Text:
________________
Maximilian Kriz, 14 June 2022

The Labour Party’s strong performance in London during May’s local elections should have set the stage for the party’s fulminant comeback and the erosion of popular support for Boris Johnson’s Conservative government. Alas, it did not entirely.

After more than five decades, the Labour Party regained control of Wandsworth and Westminster councils in London, once among Margaret Thatcher’s favorite councils, beating Johnson’s Conservatives. The Tories’ historic defeat reflects the discontent of many urban voters with Johnson’s premiership. Record levels of inflation and food poverty, revelations of broken lockdown rules, and accusations of close ties with Russian oligarchs have wrecked confidence in his government.

Yet, despite such symbolic victories in London and respectable gains for Labour outside the capital, some commentators have seen little cause for celebration among Labour supporters. As renowned political scientist Professor John Curtice from Strathclyde University argued, the same results would not have won Labour a potential general election, showing the immense challenge party leader Keir Starmer still faces to oust Johnson. The results were “bad for the Conservatives but not good enough for Labour”, in the words of journalist Robert Peston.

Starmer claimed the elections represented a ‘big turning point’ for his party, but the path to 10 Downing Street, the PM’s official seat in London, is long and steep. The former ‘red wall’ constituencies in Northern England, once working-class heartlands that turned Conservative in the last general election in 2019, did not pivot back to their traditional Labour support.

If Labour draws any lesson from May’s local elections, it is that the party needs to step up its efforts in proposing optimistic yet realistic solutions to the manifold everyday challenges Britons face. Simply not being Johnson is not enough to win back voters. The current economic climate lays bare the weaknesses of the PM’s policy responses, and Starmer needs to exploit them. Until that is acted upon, the Conservatives’ 12-year governing streak will not be interrupted anytime soon.

While Johnson has weathered the latest storm, having survived—although bruised–the no- confidence vote among Conservative MPs, dark clouds are gathering over the political landscape in Scotland and Northern Ireland that herald more fundamental transformations.
________________
Supplied entries:

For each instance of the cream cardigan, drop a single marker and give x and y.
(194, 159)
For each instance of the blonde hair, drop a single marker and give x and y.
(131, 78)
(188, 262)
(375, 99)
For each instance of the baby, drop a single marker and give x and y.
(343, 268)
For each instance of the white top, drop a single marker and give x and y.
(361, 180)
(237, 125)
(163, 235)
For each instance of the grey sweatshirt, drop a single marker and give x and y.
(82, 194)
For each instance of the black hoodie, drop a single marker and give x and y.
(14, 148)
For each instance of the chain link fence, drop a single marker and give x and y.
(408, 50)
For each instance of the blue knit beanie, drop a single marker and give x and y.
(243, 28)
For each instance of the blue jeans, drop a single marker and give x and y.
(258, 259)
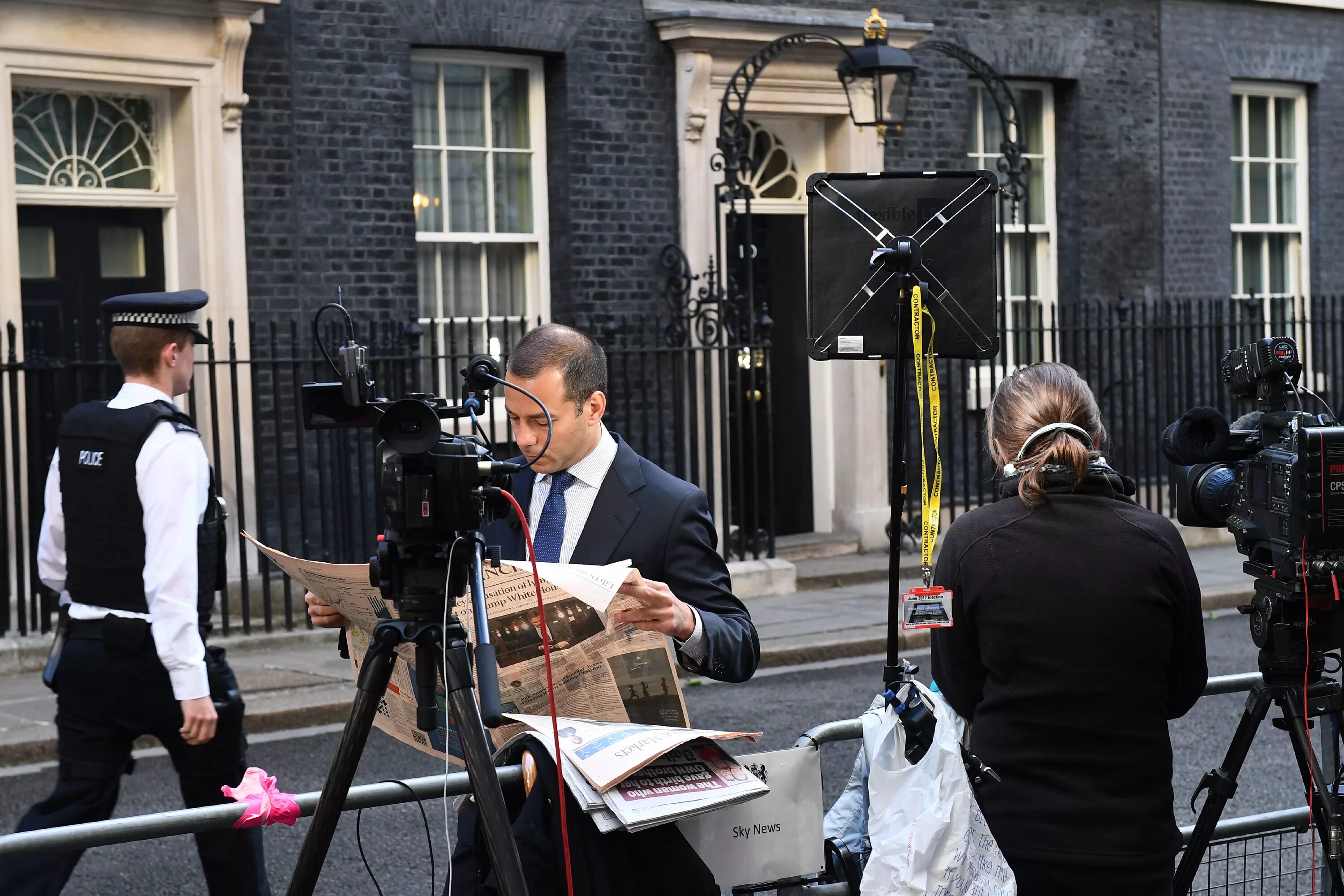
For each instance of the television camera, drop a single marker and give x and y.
(436, 491)
(1275, 477)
________________
Tasks to complete:
a - List every person named in the body of the article on Labour's local election results, leaving out the byline.
b - Pick up the article on Labour's local election results after its final sentence and continue it.

Outputs in order:
a - Boris Johnson, Margaret Thatcher, John Curtice, Keir Starmer, Robert Peston

b -
Humpty Dumpty
Picture: freevintagedigistamps.blogspot.com

In Scotland, the Scottish National Party (SNP) was able to slightly increase its share of the overall vote, despite Labour’s resurgence. Johnson’s party lost more than 60 councillors and was pushed into third place behind the SNP and Labour. Notably, deep resentments towards the PM continue to play into the hands of independence supporters, above all the SNP and Greens. Pressure for a renewed independence referendum are very much alive.

Perhaps the most surprising and significant development was the victory of Sinn Féin, a party in favor of a united Ireland, in Northern Ireland’s general election which was held at the same time as the local elections in the rest of the UK. For the first time, the nationalist party became the largest party of the Northern Irish assembly and earned the right to nominate the nation’s First Minister. Although experts from Queen’s University Belfast observed that the seat shares of unionist and nationalist blocs overall remained largely unchanged, they called the triumph of Sinn Féin ‘transformational’.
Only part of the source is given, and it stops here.